__WRITTEN EXERCISE__: Go through the data below and change every "photo" to "image", leaving all other text as it is. Omit the pictures from your answer.

○ ○ ○

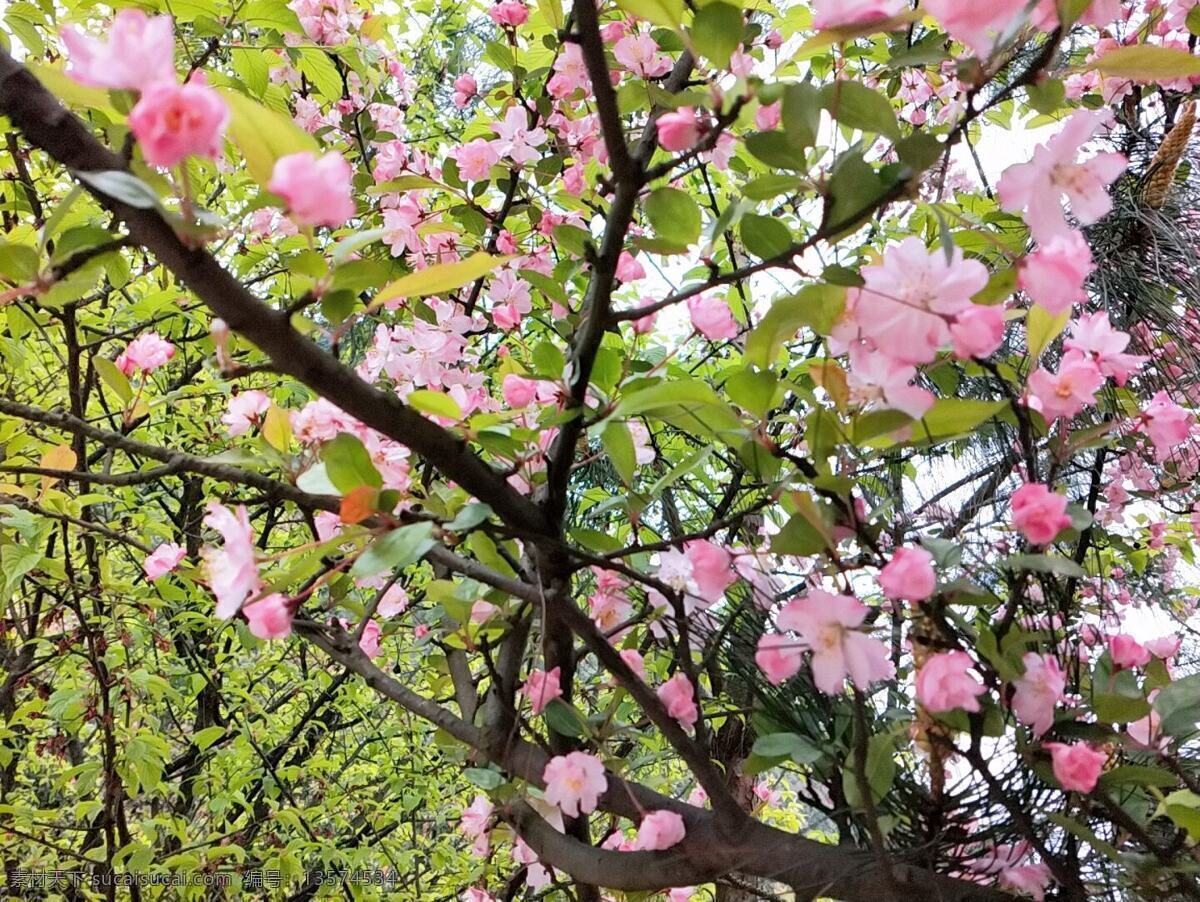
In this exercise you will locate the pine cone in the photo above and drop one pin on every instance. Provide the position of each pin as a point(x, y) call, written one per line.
point(1167, 160)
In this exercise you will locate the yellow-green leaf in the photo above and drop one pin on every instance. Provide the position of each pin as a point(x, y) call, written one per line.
point(1145, 62)
point(277, 428)
point(263, 136)
point(1042, 328)
point(437, 280)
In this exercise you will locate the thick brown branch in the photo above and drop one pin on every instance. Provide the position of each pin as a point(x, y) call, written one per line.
point(49, 126)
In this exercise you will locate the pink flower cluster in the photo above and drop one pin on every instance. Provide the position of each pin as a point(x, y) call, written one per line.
point(828, 626)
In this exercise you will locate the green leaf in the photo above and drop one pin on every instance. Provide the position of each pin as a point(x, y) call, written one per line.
point(121, 186)
point(1177, 705)
point(1045, 564)
point(667, 13)
point(436, 403)
point(113, 378)
point(774, 149)
point(1147, 62)
point(564, 719)
point(348, 464)
point(395, 549)
point(717, 31)
point(618, 444)
point(251, 67)
point(18, 263)
point(319, 70)
point(263, 134)
point(1042, 328)
point(951, 418)
point(687, 404)
point(787, 745)
point(801, 115)
point(765, 236)
point(484, 777)
point(753, 390)
point(856, 106)
point(439, 278)
point(815, 306)
point(1183, 809)
point(675, 216)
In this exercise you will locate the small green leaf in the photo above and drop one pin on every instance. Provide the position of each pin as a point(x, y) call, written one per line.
point(348, 464)
point(395, 549)
point(1147, 62)
point(856, 106)
point(121, 186)
point(717, 31)
point(765, 236)
point(436, 403)
point(675, 216)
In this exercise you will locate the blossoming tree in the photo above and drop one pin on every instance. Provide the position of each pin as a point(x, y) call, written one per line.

○ ○ ○

__OUTPUT OF THE TASK__:
In this exercise you will locate the pine cone in the image above and drop one pin on every instance. Provide the position of each pin as a point(x, y) call, written one per line.
point(1167, 160)
In this exercise you will locate the yellow-green leaf in the image above and drop one pin on every instance. Provide the position of each pin as a point(x, y) call, written one per line.
point(1145, 62)
point(277, 428)
point(263, 136)
point(1042, 328)
point(437, 280)
In this exercise you will locate the thick brown branch in the image above and drop one pin on every instance. Provide the position of each pin as a point(x, y) call, written one per line.
point(49, 126)
In this exercise you will locate the pink flower cluster in the image above and drop one pin on every instance. Provide the position of each pin as a point(x, y) call, written one per line.
point(828, 626)
In this exercise you will locate the green leaf in the image above and drop one pin on every instance. Provide the position of each pin as a point(x, y) call, written one per line.
point(121, 186)
point(1177, 705)
point(1045, 564)
point(667, 13)
point(436, 403)
point(113, 378)
point(774, 149)
point(1147, 62)
point(564, 719)
point(348, 464)
point(395, 549)
point(717, 31)
point(618, 444)
point(251, 67)
point(18, 263)
point(319, 70)
point(263, 134)
point(1042, 328)
point(951, 418)
point(687, 404)
point(787, 745)
point(801, 115)
point(765, 236)
point(484, 777)
point(753, 390)
point(856, 106)
point(439, 278)
point(815, 306)
point(1183, 809)
point(675, 216)
In this exercise you will locate the small green leaf in the image above and drop one pin on every instance. Provide the position of each pin as a point(x, y) call, written one per line.
point(348, 464)
point(395, 549)
point(1147, 62)
point(856, 106)
point(121, 186)
point(717, 31)
point(765, 236)
point(436, 403)
point(675, 216)
In this exercise you will locate the blossoming tree in the image above and drop one pin on every instance. Provide the position of each pin as a point(x, y) call, written one per line.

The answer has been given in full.